# Data provided:
>>>>

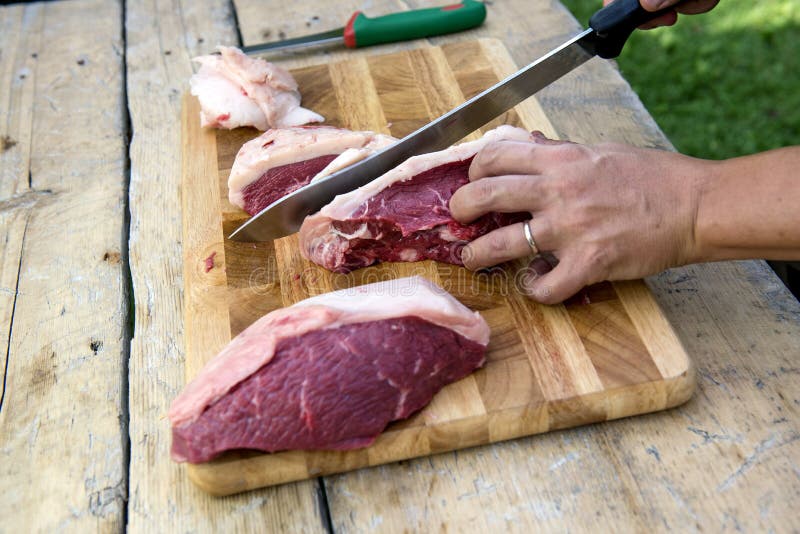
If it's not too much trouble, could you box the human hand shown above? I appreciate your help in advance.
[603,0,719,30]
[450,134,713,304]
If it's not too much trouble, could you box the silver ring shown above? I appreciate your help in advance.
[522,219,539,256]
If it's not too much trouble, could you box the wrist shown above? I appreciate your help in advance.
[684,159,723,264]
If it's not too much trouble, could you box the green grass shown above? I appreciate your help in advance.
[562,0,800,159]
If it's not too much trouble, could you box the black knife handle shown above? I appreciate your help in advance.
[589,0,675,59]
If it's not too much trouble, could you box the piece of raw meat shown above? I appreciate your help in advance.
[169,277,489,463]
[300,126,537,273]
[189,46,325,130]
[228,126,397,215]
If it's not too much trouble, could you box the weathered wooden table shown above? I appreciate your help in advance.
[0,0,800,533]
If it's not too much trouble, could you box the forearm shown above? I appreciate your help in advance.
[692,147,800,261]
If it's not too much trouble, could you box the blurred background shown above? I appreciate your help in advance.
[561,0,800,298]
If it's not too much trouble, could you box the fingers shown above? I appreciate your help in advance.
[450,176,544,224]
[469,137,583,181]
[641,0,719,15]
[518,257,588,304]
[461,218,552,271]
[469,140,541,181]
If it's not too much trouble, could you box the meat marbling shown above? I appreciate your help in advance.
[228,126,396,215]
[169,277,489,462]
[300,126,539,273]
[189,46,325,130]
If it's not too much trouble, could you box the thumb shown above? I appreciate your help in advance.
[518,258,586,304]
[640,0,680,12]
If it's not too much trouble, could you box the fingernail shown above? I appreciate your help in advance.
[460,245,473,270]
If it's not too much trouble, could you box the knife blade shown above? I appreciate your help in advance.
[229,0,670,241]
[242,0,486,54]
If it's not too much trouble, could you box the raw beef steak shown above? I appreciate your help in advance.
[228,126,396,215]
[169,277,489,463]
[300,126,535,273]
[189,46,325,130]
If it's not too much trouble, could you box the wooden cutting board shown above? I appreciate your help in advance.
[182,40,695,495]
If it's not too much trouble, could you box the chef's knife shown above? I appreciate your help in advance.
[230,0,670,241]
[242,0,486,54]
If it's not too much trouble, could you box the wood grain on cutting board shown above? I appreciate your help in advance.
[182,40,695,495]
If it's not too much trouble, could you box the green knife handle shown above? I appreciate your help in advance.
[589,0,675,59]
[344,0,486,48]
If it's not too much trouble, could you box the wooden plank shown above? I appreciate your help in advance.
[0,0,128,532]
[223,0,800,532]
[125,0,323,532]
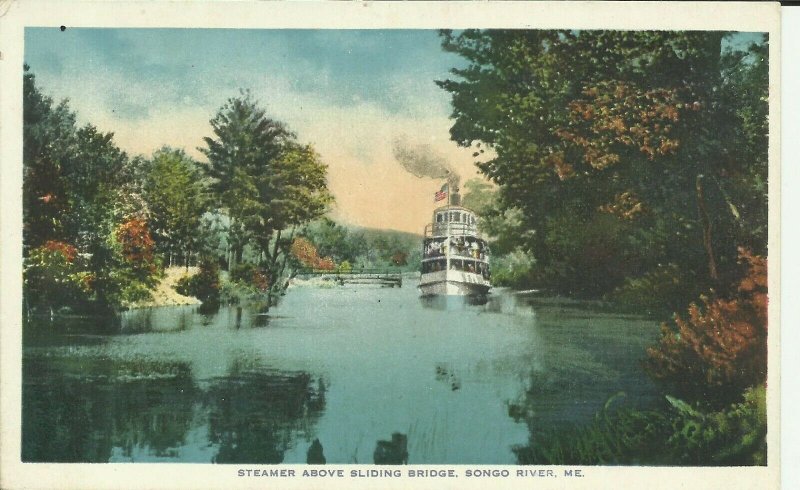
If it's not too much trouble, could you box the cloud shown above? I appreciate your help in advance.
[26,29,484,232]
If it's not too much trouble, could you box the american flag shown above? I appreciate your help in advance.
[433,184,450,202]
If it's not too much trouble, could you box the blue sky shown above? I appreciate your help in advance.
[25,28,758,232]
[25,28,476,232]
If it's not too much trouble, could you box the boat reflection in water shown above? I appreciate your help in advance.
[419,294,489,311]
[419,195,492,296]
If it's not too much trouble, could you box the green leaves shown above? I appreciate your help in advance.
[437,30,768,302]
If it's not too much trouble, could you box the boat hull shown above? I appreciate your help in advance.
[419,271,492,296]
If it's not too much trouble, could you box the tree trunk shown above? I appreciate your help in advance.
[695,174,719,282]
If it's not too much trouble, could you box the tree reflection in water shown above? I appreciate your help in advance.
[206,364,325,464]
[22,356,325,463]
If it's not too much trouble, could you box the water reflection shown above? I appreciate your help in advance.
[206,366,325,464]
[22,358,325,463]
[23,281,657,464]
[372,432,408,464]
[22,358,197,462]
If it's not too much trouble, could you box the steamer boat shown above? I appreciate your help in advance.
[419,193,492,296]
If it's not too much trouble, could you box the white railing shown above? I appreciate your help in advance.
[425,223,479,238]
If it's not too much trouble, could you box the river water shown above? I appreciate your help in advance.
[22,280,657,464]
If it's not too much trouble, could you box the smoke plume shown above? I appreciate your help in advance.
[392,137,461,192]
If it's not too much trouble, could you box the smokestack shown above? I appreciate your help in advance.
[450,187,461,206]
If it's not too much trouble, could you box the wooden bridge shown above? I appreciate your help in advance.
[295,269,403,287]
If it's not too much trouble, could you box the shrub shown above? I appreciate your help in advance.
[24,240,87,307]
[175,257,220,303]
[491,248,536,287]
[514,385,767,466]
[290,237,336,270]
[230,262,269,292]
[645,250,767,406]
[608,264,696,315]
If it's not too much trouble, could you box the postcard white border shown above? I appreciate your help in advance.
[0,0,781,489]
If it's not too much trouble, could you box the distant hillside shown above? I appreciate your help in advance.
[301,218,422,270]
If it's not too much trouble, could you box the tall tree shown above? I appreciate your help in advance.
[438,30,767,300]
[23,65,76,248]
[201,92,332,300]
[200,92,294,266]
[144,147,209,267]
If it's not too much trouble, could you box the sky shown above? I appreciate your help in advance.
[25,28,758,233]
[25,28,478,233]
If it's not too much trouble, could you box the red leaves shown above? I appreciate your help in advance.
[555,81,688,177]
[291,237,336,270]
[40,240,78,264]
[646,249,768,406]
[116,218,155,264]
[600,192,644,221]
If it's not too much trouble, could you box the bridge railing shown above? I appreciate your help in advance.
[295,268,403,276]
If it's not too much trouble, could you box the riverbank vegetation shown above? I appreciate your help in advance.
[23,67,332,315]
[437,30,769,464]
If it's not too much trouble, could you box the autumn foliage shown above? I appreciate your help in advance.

<<<<

# What you are asked to do:
Replace "wooden bridge" with "timber bridge" in the records from the line with "If it's not too much trouble, could you box the smokestack" up to and including the line with "[295,269,403,287]", and give back only those lines with nothing else altered.

# Solution:
If it's not too much trouble, could you box the smokestack shown above? I appreciate your help in advance.
[450,187,461,206]
If it's not too much trouble, could you box the timber bridge shown above? I appreciate your help in advance.
[295,269,403,287]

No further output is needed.